[ITEMS start]
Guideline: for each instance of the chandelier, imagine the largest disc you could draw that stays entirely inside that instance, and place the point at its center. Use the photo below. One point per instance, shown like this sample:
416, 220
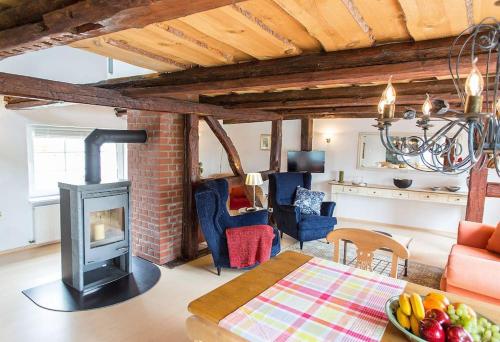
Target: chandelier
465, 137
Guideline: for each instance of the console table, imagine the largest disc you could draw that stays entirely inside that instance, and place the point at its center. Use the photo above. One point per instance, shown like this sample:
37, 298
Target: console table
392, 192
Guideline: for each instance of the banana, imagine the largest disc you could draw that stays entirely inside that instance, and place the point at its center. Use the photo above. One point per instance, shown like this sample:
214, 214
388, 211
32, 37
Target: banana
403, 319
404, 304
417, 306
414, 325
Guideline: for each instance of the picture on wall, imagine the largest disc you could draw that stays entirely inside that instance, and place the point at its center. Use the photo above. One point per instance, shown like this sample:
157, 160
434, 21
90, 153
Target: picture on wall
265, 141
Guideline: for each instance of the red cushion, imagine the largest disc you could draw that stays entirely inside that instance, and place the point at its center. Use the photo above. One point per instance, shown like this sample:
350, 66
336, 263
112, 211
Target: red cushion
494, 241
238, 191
[ITEMS end]
[ITEMS start]
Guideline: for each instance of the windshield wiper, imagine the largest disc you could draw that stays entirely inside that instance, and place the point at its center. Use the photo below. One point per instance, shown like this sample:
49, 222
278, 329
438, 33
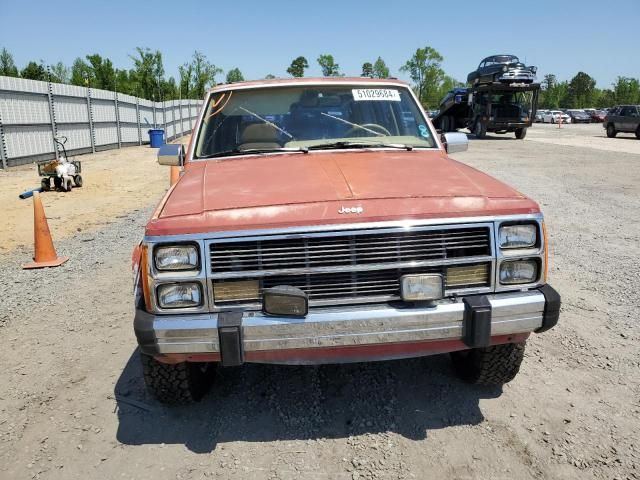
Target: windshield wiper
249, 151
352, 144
[ITEMS end]
[ITEMS start]
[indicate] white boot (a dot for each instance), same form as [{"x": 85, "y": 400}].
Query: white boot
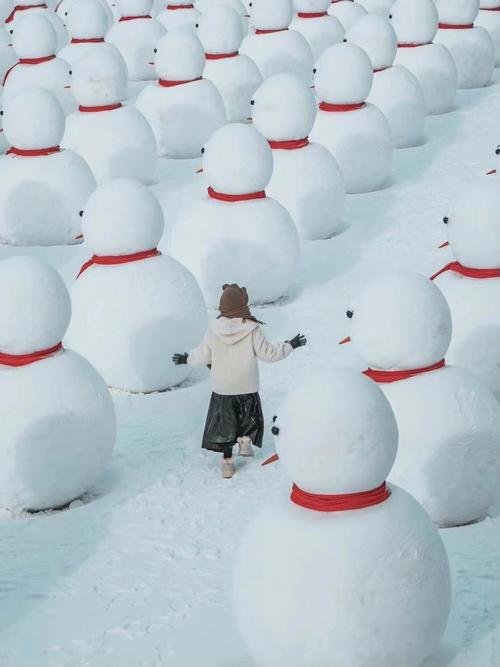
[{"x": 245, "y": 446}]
[ITEMS end]
GIVEN INSTRUCTION: Count the lines in the listing above that contain the string "photo", treating uppercase and lowercase letters as different. Reply with the number alone.

THE RESPONSE: 6